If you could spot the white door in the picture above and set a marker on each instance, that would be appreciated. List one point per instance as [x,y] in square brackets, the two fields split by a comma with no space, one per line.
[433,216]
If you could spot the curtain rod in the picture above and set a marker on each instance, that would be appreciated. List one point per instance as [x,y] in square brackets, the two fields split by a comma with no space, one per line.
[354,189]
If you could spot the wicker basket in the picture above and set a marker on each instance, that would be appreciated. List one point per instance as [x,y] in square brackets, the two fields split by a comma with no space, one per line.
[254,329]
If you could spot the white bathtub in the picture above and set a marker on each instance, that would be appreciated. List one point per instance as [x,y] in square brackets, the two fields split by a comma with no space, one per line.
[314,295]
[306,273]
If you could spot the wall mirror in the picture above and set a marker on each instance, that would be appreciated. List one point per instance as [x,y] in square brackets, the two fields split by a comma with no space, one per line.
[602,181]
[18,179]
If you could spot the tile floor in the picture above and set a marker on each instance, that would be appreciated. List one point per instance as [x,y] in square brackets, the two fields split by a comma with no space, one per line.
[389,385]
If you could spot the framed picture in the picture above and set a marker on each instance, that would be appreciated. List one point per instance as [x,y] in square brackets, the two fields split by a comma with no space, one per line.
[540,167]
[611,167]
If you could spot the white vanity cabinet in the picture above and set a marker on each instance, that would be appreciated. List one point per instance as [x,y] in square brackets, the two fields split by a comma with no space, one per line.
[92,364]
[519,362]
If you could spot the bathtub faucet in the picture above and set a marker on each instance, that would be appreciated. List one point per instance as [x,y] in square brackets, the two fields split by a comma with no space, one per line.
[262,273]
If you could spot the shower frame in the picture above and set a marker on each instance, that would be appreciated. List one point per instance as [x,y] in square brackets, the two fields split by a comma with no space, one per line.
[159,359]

━━━

## Set task
Keep only the lines from the one containing "If you could spot the bathtub" to the end of the entries, and repeat them exactly.

## Answer to this problem
If you could spot the bathtub faucet in the picture above and set a marker on each instance, that would be appreciated. List one point per instance as [x,y] in square brackets, the two fields split by a comma with no space, one per line.
[262,273]
If you could spot the shower frame in the picture above and set a marker on each instance, that would be appreciated. List one point per instance as [x,y] in square brackets, the two fields split by a comma with no space, one per line.
[159,359]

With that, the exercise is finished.